In a typical silicone-on-glass optic product, the slope and draft facet intersections of the optic structure are cast as valleys in the silicone nearly contacting the glass. The product is treated at elevated temperatures to cure the silicone; however, the final product at room temperature has a different dimensional shape from the theoretical shape or shape of the tool used to form the lens due to stress deformation. In addition, geometric errors resulting from inaccuracies in the tool used to manufacture the lens and tooling replication errors give rise to deviations from the optical design and performance degradation. The methods and devices described herein overcome these geometric errors in the facets of the lens.
This technology relates to methods for making a lens and devices thereof.
Referring to
At step 12, a master for forming an optical structure in a lens is formed using a machine tool. In one embodiment, the master is machined with a machine tool for forming slope and draft facets in a lens. The master may be formed using a single point diamond cutting tool, although a master formed using other cutting tools may be used. The master may include slope and draft facets prescribed to perform the desired concentrating function. Suitable materials for the master include, but are not limited to, brass, aluminum, high phosphorous nickel, and polymers.
In step 12, the theoretical dimensions and shape of the slope facets and draft facets of the lens are calculated based on the desired properties of the lens. The machine tool is then programmed using these calculations and the master is machined. Software to achieve the optical design of the slope and draft facets can be custom designed. Once machined, the master can be replicated so that it can be used to form the desired optical structure. Techniques for replicating the master include electroforming which is described, for example, in U.S. Pat. No. 4,501,646, which is hereby incorporated by reference in its entirety.
In one aspect of this technology, the master may be formed using a high precision machine tool, such as a single point diamond tool, resulting in a master having less than two microns of peak and valley rounding or wear due to the cutting forces. This allows the formation of sharp peaks and valleys which results in a higher performing lens. The machine tool may have a high structural stiffness, high positional accuracy and repeatability of the rotational and translation axes, and ample vibration isolation.

## Information shown
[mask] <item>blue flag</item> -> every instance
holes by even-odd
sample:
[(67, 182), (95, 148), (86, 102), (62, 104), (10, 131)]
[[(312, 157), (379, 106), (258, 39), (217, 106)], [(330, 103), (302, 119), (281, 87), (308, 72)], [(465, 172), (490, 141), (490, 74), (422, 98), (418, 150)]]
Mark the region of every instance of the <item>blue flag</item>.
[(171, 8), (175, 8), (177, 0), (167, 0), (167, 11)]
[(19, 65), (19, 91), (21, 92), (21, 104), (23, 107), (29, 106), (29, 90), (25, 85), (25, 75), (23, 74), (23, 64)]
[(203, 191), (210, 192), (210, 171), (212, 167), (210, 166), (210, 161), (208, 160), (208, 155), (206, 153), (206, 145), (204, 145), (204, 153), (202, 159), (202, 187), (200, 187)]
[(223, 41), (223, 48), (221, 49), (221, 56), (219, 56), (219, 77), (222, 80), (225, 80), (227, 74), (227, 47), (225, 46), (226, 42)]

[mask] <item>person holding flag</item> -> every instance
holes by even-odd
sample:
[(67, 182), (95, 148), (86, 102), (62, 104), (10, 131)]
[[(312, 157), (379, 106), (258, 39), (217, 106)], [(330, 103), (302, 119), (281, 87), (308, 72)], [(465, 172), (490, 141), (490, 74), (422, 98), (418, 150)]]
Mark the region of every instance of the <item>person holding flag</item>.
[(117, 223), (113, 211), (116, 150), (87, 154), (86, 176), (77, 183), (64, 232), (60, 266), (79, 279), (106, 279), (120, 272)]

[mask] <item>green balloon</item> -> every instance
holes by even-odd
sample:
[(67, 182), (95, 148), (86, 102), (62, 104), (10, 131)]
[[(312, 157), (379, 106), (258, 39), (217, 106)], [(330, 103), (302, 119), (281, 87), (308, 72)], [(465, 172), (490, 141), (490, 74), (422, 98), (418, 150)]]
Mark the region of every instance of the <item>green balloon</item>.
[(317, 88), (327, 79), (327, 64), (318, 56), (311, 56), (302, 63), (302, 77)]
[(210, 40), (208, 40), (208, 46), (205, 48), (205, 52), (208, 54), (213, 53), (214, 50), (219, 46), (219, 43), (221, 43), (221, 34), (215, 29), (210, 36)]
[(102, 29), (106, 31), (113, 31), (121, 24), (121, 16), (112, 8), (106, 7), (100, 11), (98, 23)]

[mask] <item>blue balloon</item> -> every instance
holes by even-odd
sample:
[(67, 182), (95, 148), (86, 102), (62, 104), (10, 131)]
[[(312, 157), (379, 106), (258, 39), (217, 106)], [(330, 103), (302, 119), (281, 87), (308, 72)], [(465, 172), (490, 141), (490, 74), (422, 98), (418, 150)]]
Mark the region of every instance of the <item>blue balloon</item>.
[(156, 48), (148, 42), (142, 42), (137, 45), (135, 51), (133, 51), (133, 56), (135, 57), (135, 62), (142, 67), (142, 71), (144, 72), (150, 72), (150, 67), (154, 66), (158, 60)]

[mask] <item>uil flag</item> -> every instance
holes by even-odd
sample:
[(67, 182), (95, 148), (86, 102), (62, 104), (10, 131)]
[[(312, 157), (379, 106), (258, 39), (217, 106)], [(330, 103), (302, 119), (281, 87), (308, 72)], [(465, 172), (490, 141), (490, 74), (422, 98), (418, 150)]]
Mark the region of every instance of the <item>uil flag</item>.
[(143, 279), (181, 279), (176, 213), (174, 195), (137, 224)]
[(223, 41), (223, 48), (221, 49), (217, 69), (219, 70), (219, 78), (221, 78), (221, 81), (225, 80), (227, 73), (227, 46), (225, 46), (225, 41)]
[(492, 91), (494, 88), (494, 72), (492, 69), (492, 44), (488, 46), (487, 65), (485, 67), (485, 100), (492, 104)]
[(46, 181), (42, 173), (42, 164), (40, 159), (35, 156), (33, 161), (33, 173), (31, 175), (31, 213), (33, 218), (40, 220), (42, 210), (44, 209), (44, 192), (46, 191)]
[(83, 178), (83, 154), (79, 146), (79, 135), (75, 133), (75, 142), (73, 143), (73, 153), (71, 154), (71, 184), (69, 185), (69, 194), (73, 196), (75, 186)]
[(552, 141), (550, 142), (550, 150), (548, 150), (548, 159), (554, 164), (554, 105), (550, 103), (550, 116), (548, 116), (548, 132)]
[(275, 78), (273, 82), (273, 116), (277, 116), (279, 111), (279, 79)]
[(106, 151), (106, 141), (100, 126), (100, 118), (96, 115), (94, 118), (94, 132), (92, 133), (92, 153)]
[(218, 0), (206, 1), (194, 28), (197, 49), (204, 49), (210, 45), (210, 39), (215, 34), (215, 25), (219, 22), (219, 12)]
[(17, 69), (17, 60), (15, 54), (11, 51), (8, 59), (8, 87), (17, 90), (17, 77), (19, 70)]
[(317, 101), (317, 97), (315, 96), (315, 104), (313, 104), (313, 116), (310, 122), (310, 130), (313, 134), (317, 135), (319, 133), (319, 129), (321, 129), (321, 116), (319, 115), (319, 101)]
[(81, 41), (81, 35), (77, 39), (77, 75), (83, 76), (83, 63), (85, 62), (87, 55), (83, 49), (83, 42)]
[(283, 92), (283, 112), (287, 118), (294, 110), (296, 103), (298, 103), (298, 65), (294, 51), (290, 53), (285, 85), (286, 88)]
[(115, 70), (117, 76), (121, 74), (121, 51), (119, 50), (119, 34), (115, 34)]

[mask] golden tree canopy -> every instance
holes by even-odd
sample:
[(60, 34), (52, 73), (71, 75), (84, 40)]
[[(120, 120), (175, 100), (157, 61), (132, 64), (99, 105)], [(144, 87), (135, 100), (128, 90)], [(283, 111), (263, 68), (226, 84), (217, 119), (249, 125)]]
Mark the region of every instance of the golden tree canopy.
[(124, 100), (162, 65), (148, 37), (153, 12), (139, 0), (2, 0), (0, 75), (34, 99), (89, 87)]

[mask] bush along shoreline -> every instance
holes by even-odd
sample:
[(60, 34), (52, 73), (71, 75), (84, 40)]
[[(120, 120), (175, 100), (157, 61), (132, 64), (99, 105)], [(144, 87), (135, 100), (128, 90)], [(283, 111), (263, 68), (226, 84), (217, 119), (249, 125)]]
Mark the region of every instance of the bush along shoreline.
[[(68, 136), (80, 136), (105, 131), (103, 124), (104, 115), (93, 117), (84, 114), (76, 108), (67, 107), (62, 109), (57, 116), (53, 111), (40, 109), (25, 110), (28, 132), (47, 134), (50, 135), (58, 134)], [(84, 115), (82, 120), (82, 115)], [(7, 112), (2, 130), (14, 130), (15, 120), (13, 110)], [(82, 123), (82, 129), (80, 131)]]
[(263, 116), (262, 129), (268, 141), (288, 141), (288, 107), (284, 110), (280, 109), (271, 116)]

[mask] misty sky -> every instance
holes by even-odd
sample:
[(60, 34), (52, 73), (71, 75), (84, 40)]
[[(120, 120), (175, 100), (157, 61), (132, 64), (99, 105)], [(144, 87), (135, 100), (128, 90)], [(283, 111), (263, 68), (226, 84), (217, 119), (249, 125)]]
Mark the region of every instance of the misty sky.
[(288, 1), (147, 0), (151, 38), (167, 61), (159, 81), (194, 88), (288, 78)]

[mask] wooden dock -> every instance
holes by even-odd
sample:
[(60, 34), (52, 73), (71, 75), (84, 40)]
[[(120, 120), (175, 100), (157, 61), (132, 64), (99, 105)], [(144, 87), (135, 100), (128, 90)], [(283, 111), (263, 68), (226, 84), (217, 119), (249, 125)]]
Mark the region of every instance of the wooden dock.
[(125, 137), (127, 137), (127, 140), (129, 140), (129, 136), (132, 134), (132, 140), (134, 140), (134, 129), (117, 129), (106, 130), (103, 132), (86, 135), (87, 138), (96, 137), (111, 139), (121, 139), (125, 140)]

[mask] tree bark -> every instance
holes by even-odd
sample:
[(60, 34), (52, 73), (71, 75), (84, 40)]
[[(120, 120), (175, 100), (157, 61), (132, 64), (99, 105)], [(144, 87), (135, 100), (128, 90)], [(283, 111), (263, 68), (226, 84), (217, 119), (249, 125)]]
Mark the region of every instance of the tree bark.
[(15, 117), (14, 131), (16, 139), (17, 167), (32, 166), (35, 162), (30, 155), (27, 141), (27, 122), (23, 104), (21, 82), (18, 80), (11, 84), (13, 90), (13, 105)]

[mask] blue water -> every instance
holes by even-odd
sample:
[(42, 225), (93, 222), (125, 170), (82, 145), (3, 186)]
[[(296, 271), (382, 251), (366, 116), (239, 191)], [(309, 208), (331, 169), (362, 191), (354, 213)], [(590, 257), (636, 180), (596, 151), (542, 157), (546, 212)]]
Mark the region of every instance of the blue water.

## Aim
Using the text on lens making, answer these questions on separate lines numbered 1., 2., 3.:
1. Why is the silicone-on-glass product treated at elevated temperatures?
2. Which materials are listed as suitable for the master?
3. How much peak and valley rounding or wear does a master formed with a high precision machine tool have?
The material shown above is separate from the text on lens making.

## Answer to this task
1. To cure the silicone.
2. Brass, aluminum, high phosphorous nickel, and polymers.
3. Less than two microns.